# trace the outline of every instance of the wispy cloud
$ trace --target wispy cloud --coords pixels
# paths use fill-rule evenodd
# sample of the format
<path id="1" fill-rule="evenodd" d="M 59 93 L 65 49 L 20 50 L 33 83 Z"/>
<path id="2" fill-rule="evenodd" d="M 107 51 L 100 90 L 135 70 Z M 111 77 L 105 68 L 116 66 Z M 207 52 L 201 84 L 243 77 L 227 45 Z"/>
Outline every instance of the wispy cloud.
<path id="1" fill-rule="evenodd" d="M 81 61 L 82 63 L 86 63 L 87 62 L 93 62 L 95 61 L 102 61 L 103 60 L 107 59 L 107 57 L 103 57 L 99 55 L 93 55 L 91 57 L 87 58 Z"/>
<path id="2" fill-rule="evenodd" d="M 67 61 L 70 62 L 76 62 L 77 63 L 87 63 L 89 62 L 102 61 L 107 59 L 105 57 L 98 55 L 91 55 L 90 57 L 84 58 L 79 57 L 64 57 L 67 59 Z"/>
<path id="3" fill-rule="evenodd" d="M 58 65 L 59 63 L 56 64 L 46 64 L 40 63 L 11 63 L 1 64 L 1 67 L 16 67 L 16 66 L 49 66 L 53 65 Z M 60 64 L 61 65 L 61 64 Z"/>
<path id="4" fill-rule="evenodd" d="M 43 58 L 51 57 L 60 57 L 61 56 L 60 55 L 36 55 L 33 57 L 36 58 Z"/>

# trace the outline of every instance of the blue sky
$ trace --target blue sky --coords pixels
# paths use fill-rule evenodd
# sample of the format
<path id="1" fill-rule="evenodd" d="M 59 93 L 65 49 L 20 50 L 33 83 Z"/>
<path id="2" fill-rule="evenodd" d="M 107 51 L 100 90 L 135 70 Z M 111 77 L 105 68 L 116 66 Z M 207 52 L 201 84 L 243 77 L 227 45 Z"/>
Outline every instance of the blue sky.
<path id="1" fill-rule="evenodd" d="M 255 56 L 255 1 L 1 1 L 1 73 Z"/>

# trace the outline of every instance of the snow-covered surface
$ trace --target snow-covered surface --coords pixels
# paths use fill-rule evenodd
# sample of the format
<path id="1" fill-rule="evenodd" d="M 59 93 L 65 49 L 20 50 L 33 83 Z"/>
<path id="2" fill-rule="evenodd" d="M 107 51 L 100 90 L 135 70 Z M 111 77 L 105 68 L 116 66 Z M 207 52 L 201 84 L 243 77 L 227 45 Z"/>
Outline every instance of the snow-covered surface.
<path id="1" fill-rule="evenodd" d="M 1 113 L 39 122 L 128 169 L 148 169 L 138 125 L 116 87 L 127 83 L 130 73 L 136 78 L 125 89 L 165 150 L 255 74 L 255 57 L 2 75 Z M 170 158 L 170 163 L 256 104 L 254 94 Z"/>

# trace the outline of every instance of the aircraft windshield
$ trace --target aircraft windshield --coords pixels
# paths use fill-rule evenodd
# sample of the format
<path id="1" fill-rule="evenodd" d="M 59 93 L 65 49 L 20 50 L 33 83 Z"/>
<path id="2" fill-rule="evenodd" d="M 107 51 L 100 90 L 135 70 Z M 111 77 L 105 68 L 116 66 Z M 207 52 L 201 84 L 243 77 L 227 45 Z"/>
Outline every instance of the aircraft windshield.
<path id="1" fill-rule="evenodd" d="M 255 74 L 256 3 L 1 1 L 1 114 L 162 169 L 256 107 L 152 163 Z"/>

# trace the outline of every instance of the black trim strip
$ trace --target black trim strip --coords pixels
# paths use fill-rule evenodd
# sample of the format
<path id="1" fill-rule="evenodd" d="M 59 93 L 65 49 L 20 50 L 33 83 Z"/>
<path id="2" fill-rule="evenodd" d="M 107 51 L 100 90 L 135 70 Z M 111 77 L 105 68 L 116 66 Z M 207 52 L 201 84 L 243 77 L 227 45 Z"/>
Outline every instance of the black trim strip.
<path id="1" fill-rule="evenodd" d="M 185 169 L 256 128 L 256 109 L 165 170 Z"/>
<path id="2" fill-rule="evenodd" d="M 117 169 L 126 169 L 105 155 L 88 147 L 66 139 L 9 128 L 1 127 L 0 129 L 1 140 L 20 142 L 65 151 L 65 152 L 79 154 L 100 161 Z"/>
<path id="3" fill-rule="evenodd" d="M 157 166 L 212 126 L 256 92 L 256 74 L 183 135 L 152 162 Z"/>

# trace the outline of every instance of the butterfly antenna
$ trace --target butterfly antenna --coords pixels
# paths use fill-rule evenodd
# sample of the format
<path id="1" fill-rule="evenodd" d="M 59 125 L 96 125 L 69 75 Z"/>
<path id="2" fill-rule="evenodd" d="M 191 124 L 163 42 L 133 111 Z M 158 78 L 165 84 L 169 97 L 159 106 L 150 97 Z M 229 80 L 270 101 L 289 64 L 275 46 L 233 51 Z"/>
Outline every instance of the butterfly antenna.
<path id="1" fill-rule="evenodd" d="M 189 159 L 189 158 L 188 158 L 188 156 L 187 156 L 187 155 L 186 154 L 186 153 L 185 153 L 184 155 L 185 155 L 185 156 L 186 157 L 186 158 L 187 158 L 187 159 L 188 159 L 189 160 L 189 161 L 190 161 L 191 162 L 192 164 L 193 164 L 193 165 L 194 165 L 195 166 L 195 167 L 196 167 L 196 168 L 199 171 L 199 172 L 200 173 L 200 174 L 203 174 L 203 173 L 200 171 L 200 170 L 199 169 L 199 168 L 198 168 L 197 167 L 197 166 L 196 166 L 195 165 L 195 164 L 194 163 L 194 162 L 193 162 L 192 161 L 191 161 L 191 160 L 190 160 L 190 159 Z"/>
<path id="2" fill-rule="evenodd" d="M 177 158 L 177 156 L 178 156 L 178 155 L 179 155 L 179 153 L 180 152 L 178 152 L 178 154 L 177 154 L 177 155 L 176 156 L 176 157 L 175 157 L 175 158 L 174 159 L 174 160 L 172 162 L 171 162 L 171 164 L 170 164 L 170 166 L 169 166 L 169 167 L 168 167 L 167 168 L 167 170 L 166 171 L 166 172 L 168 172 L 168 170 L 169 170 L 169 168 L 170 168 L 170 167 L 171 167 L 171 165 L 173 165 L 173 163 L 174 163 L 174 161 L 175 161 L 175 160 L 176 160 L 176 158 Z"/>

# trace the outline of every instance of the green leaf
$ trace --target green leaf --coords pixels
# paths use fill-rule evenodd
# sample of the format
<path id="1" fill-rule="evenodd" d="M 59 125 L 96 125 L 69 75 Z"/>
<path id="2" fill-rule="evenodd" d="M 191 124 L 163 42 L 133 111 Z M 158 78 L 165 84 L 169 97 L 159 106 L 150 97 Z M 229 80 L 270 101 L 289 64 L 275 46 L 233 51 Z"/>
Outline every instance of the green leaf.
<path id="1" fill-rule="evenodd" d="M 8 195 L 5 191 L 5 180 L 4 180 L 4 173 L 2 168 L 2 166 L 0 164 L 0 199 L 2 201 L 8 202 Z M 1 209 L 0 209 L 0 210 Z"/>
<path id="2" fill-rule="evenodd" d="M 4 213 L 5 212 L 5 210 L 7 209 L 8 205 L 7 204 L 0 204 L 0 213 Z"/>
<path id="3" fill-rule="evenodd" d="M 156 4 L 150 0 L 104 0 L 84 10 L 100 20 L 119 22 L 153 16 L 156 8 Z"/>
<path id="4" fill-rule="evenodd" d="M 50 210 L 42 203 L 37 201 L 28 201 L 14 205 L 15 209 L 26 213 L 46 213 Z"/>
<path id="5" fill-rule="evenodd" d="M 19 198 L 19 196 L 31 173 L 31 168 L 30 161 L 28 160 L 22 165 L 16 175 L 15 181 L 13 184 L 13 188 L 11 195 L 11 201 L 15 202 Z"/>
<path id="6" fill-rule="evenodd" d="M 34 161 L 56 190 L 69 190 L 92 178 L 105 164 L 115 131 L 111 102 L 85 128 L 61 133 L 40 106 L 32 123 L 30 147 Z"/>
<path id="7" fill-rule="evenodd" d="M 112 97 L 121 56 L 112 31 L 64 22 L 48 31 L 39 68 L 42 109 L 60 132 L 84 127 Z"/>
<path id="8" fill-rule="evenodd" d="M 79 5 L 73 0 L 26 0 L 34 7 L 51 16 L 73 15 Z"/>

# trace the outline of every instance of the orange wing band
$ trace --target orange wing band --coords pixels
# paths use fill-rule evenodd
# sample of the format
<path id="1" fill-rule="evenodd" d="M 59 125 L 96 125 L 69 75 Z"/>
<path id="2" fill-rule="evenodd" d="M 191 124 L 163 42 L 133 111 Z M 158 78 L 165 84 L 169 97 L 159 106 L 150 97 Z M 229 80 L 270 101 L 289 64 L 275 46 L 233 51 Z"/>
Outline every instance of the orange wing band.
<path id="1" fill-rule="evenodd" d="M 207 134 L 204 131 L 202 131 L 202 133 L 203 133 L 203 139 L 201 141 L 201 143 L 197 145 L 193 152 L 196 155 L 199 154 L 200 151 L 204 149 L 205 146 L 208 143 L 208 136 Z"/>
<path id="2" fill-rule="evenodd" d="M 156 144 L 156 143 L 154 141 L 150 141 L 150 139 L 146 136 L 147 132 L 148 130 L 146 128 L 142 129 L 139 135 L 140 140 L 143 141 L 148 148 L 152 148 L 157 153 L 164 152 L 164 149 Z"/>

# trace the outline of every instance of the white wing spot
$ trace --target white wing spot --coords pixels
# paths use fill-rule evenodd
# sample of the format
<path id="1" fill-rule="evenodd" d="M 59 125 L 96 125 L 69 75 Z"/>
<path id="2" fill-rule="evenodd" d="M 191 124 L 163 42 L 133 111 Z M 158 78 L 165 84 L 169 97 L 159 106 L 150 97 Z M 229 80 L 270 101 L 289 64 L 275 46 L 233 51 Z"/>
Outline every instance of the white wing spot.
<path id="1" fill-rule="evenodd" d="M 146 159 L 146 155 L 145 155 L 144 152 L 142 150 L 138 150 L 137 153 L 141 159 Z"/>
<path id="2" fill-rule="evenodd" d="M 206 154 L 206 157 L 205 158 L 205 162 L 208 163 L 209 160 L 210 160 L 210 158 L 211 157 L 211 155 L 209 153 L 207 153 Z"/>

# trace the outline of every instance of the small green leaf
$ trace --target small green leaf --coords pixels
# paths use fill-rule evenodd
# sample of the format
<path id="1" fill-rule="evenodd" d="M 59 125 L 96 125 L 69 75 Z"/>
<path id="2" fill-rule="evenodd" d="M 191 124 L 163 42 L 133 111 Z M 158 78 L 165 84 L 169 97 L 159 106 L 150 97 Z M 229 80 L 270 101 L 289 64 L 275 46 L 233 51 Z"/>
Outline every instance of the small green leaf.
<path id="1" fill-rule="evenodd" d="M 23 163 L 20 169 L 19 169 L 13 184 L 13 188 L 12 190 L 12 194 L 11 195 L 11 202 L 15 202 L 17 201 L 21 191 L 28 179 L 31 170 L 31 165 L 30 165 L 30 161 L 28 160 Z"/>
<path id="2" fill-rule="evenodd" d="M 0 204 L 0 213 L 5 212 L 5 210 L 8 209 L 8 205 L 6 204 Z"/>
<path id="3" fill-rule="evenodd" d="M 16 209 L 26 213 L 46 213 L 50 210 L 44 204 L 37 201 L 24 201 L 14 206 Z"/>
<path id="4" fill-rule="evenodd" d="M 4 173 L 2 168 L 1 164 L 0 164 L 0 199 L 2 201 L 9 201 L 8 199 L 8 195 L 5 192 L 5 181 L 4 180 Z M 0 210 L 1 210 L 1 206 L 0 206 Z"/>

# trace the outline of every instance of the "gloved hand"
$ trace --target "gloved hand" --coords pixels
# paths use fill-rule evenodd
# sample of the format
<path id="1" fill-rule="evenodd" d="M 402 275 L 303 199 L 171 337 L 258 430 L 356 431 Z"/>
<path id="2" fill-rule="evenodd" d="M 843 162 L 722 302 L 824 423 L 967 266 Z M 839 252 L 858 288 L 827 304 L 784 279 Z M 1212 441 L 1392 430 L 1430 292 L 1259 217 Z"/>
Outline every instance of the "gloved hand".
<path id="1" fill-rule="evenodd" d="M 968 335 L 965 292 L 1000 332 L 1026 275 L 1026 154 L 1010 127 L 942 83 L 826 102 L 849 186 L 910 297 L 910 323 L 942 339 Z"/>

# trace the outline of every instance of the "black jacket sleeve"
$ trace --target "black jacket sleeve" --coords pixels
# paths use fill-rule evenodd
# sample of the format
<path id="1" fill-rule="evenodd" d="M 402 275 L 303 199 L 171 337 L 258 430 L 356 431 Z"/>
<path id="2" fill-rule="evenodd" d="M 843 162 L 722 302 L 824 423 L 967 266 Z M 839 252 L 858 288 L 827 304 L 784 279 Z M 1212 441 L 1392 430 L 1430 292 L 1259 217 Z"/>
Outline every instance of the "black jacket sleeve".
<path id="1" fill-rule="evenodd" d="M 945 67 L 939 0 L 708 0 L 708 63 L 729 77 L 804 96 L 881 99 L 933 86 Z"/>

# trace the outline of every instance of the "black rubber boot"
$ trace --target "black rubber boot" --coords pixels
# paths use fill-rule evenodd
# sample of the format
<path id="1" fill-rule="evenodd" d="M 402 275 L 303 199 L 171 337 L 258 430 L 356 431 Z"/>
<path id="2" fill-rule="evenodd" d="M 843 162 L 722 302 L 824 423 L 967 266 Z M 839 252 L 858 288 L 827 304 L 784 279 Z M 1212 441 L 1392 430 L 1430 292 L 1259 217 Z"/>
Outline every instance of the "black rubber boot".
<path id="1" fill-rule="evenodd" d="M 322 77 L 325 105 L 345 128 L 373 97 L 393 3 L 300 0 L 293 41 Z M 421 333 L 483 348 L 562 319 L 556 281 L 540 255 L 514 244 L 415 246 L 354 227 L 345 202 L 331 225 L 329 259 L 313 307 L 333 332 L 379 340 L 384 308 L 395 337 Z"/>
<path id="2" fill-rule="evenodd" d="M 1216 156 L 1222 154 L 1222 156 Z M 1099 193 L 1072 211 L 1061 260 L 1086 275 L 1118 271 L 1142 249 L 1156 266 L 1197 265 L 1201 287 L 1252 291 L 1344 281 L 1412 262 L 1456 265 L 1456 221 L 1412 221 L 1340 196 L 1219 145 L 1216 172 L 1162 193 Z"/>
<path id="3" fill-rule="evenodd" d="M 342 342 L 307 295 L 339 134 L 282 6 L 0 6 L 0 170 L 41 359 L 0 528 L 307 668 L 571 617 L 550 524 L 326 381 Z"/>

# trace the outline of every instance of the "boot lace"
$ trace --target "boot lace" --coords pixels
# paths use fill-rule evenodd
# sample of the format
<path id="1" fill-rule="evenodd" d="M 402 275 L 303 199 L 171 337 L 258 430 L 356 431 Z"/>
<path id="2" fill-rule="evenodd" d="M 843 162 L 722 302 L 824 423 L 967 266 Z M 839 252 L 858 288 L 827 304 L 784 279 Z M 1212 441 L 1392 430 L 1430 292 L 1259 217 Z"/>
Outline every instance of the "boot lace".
※
> **Task prompt**
Retype the items from the line with "# trace the outline of every instance of the snow-covered" to the line with "255 74 L 256", both included, keeping every character the same.

> **Worked answer**
# trace the outline of every instance of the snow-covered surface
$ trace --target snow-covered surface --coords pixels
# paths use fill-rule evenodd
# sample of the format
<path id="1" fill-rule="evenodd" d="M 59 93 L 65 49 L 20 50 L 33 83 Z"/>
<path id="2" fill-rule="evenodd" d="M 107 51 L 100 90 L 135 70 Z M 111 77 L 105 68 L 116 66 Z M 207 52 L 201 84 L 243 77 L 227 45 Z"/>
Outline every instance of the snow-covered surface.
<path id="1" fill-rule="evenodd" d="M 1 113 L 39 122 L 128 169 L 148 169 L 138 125 L 116 87 L 127 83 L 130 73 L 136 78 L 125 89 L 165 150 L 255 74 L 255 57 L 2 75 Z M 170 158 L 170 163 L 256 104 L 254 94 Z"/>

# trace the outline of every instance of the aircraft windshield
$ trace --target aircraft windshield --coords pixels
# paths use fill-rule evenodd
# sample of the format
<path id="1" fill-rule="evenodd" d="M 59 93 L 65 49 L 20 50 L 33 83 Z"/>
<path id="2" fill-rule="evenodd" d="M 107 51 L 100 90 L 135 70 Z M 111 77 L 105 68 L 116 66 Z M 207 52 L 201 84 L 243 77 L 227 45 Z"/>
Outline every instance of the aircraft windshield.
<path id="1" fill-rule="evenodd" d="M 255 74 L 256 3 L 1 1 L 1 114 L 162 169 L 256 107 L 152 163 Z"/>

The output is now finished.